§ **DATA FOR THE TASK**:

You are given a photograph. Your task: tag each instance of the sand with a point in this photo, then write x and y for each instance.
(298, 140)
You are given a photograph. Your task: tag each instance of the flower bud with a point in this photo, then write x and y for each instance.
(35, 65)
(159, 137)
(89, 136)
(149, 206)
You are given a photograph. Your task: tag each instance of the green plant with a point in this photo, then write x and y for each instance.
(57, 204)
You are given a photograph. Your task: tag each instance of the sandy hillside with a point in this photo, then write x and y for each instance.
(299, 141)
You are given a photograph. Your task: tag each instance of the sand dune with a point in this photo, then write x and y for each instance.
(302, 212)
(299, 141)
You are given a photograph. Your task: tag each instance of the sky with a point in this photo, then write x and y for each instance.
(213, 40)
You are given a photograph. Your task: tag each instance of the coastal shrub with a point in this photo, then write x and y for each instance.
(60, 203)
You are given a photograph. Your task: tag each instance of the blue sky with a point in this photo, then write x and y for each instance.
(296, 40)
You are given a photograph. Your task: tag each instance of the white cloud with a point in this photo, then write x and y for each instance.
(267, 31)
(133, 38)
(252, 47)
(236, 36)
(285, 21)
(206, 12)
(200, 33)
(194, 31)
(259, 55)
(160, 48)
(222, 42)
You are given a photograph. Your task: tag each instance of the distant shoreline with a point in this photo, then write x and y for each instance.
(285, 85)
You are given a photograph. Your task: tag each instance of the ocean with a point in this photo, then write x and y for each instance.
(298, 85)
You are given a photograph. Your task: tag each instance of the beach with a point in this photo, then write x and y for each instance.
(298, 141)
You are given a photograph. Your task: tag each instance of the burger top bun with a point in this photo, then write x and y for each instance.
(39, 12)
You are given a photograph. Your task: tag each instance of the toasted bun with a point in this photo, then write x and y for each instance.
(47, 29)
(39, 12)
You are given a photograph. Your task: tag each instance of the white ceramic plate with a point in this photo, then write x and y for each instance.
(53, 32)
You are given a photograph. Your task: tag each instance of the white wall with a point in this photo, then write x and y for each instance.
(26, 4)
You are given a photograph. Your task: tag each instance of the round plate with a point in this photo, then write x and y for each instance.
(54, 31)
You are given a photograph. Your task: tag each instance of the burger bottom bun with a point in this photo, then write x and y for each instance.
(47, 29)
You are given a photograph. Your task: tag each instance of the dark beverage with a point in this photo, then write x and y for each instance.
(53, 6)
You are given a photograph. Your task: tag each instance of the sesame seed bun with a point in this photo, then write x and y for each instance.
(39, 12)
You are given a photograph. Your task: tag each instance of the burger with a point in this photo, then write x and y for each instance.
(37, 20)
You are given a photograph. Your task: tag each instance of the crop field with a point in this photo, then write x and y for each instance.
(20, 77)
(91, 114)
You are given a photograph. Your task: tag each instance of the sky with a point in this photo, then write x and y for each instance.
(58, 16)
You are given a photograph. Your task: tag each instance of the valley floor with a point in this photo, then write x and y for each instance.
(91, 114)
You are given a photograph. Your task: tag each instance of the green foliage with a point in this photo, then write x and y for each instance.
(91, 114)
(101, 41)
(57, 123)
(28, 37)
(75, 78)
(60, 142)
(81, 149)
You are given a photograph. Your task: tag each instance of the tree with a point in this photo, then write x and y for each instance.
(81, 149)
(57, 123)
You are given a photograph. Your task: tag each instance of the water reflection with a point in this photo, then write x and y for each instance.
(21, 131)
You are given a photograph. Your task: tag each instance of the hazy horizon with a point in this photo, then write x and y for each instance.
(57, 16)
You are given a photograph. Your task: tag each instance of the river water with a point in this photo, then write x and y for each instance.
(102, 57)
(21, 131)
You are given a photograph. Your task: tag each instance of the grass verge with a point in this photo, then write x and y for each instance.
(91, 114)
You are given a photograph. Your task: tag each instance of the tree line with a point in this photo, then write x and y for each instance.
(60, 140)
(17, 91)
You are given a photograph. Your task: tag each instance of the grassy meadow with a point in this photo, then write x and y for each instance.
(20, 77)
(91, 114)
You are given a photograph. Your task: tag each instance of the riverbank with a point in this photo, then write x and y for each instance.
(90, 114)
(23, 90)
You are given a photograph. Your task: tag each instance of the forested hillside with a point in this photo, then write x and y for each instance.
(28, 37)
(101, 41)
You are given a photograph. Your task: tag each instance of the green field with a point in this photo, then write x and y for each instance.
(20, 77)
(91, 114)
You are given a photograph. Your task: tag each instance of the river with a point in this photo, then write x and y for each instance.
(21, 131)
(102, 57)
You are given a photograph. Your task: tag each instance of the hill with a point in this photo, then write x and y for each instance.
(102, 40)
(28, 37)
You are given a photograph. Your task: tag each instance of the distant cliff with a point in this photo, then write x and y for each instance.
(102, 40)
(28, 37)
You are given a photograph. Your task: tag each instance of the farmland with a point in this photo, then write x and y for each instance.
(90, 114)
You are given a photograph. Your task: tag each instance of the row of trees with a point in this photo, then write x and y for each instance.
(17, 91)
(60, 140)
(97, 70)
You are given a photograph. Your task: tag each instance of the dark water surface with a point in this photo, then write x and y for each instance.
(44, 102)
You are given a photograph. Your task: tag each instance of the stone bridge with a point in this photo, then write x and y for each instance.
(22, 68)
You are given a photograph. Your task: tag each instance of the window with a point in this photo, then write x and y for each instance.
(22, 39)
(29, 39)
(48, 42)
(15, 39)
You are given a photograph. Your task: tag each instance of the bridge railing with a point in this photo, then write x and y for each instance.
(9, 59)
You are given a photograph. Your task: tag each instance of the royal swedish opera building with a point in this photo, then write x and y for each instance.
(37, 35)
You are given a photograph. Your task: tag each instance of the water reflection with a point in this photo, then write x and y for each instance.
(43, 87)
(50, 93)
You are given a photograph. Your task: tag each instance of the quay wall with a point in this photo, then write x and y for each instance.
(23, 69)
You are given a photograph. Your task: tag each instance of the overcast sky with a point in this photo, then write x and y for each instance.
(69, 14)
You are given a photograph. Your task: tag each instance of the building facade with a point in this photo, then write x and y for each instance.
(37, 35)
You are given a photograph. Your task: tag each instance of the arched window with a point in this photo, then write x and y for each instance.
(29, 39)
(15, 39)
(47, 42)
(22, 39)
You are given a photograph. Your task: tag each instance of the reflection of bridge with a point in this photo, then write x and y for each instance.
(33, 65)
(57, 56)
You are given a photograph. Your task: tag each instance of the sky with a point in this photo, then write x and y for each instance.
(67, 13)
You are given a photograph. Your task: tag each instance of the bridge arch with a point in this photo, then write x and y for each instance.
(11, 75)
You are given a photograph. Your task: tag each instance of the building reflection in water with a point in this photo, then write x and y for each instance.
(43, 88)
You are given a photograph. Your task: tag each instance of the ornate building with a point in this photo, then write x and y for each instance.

§ **GIVEN PROBLEM**: Reproduce the entries above in full by retyping them exactly.

§ **EXERCISE ANSWER**:
You are given a photograph. Your task: tag each instance of the sand with a point in this photo, then write x and y for each instance.
(298, 140)
You are given a photograph. Your task: tag each instance of the flower bud with a point in this photo, then write x and y for each instance.
(35, 65)
(159, 137)
(89, 136)
(149, 206)
You are given a photograph. Your task: tag each instance of the green plant with a point in this photo, then write x and y for each instance.
(57, 204)
You are given a photograph. Your task: tag each instance of the sandy hillside with a point in this photo, then write x and y for each instance.
(299, 141)
You are given a photograph. Your task: tag each instance of the sand dune with a point in this photo, then write x and y for each instance.
(302, 212)
(299, 141)
You are given a photograph. Your task: tag each instance of the sky with a point in this photo, then write x and y for each instance.
(213, 40)
You are given a photograph. Your task: tag each instance of the coastal shrub with a point in this photo, then write x and y for each instance.
(60, 203)
You are given a photograph. Your task: tag each instance of the blue sky with a point in this photo, then write x and y for each instance.
(296, 40)
You are given a photograph. Your task: tag each instance of the white cloud with a point in this photo, then write x and y for each instance.
(267, 31)
(133, 38)
(252, 47)
(236, 36)
(285, 21)
(206, 12)
(200, 33)
(194, 31)
(259, 55)
(160, 48)
(222, 42)
You are given a photograph. Your task: tag each instance of the distant shoreline with a point in this photo, then write x and y for each instance.
(285, 85)
You are given a photograph. Your task: tag each instance of the ocean with a point in this photo, then write x and y for each instance.
(298, 85)
You are given a photograph. Your task: tag each instance of the beach with a point in this photo, then write x and y for each instance.
(298, 141)
You are given a photograph. Your task: tag each instance of the burger top bun with a point in this photo, then write x and y for each instance.
(39, 12)
You are given a photograph. Your task: tag each instance of the toasted bun with a point in this photo, then write x and y for each instance.
(47, 29)
(39, 12)
You are given a photograph. Your task: tag each instance of the white ceramic plate with a point in this photo, then write x and y for each instance.
(53, 32)
You are given a photograph. Your task: tag each instance of the white wall with a point in this photo, then write x and y for each instance.
(26, 4)
You are given a photograph. Your task: tag each instance of the round plate with a point in this photo, then write x and y for each instance.
(54, 31)
You are given a photograph. Your task: tag each instance of the burger bottom bun with a point in this photo, then write x and y for each instance.
(47, 29)
You are given a photograph. Your task: tag each instance of the dark beverage with a point in this photo, then write x and y for each instance.
(53, 6)
You are given a photograph. Your task: tag each instance of the sesame seed bun with a point in this photo, then write x and y for each instance.
(39, 12)
You are given a photograph. Your task: tag each instance of the burger with a point in this photo, then write x and y for each instance.
(37, 20)
You are given a photograph. Your task: tag each instance of the crop field with a point in this photo, then write x and y for each instance.
(20, 77)
(91, 114)
You are given a photograph. Your task: tag each instance of the sky with a point in this photo, then write x and y for each instance.
(58, 16)
You are given a photograph. Your task: tag each instance of the valley floor with a point in this photo, then write x and y for each instance.
(91, 114)
You are given a photograph. Your task: tag each instance of the green foliage with a point in this photo, then write x and y for each instance.
(91, 114)
(101, 41)
(57, 123)
(28, 37)
(75, 78)
(60, 142)
(81, 149)
You are given a photograph. Your task: tag each instance of the tree with a point in this photo, then write x and y for each instance.
(81, 149)
(57, 123)
You are given a photograph. Your task: tag each instance of the water reflection with a point in this photo, then write x and y for each instance.
(21, 131)
You are given a photograph. Your task: tag each instance of the hazy horizon with a point in this photo, then write x and y for each instance.
(57, 16)
You are given a photograph. Your task: tag each instance of the river water with a point in this photo, then write x and y for each instance.
(102, 57)
(21, 131)
You are given a photograph. Your task: tag each instance of the grass verge with a point in this photo, then write x and y for each instance.
(91, 114)
You are given a photograph. Your task: tag each instance of the tree line with a point in this photo, then write x and y for each instance.
(60, 140)
(17, 91)
You are given a photograph. Your task: tag each instance of the grassy meadow with a point in this photo, then write x and y for each instance.
(20, 77)
(91, 114)
You are given a photograph. Your task: tag each instance of the riverbank with a point in this photo, then write x and y for each instance.
(90, 114)
(23, 90)
You are given a photograph. Your task: tag each instance of the forested hillside with a point in this photo, then write x and y for each instance.
(28, 37)
(101, 41)
You are given a photograph. Your task: tag each instance of the green field with a point in this photo, then write x and y for each instance.
(20, 77)
(91, 114)
You are given a photograph. Your task: tag each instance of the river with a point in this photo, then write x and y for each instance.
(21, 131)
(102, 57)
You are given a photograph. Your task: tag each instance of the hill with a point in this photo, then write x and y for each instance.
(102, 40)
(28, 37)
You are given a photograph. Your task: tag each instance of the distant cliff with a point in this photo, then write x and y for each instance.
(102, 40)
(28, 37)
You are given a photograph. Your task: tag each instance of the farmland with a point in this photo, then write x and y for each instance.
(90, 114)
You are given a photograph. Your task: tag each instance of the row of trees with a point in this photo, then write x and y for each instance.
(17, 91)
(60, 140)
(97, 70)
You are given a photograph. Your task: tag each instance of the dark water surface with a point in this photo, then write x and y for each instance.
(44, 102)
You are given a photograph. Your task: tag each instance of the stone bridge with a point in this photo, then write x and y for each instance.
(22, 68)
You are given a photograph. Your task: tag each instance of the window with a point in this photo, then write x and y for each instance.
(22, 39)
(29, 39)
(48, 42)
(15, 39)
You are given a photograph. Your task: tag each instance of the bridge railing with a point in this photo, then write x and y for each instance.
(9, 59)
You are given a photograph. Your task: tag each instance of the royal swedish opera building with a point in this photo, then write x and y for each instance.
(37, 35)
You are given a photograph. Your task: tag each instance of the water reflection with a point in this photo, then write x and y for each instance.
(43, 87)
(50, 93)
You are given a photograph. Your task: tag each instance of the quay wall with a point in this photo, then write x and y for each instance.
(23, 69)
You are given a photograph. Your task: tag each instance of the overcast sky with a point in this photo, then write x and y for each instance.
(69, 14)
You are given a photograph. Your task: tag each instance of the building facade with a point in this photo, then write x and y for each instance.
(37, 35)
You are given a photograph. Your task: tag each instance of the arched window with a point in this photo, then write x and y for each instance.
(29, 39)
(15, 39)
(47, 42)
(22, 39)
You are given a photograph. Your task: tag each instance of the reflection of bridge with a point in this photo, then write x and y for each instance.
(33, 65)
(57, 56)
You are given a photograph. Your task: tag each instance of the sky with a point in this photo, then write x and y for each instance.
(67, 13)
You are given a photograph. Your task: tag each instance of the bridge arch with a point in this photo, then write x and y for each instance.
(11, 75)
You are given a photograph. Your task: tag each instance of the building reflection in water with a point in this photo, then write x and y for each instance.
(43, 88)
You are given a photograph. Your task: tag each instance of the ornate building with a point in this photo, then write x and y for each instance.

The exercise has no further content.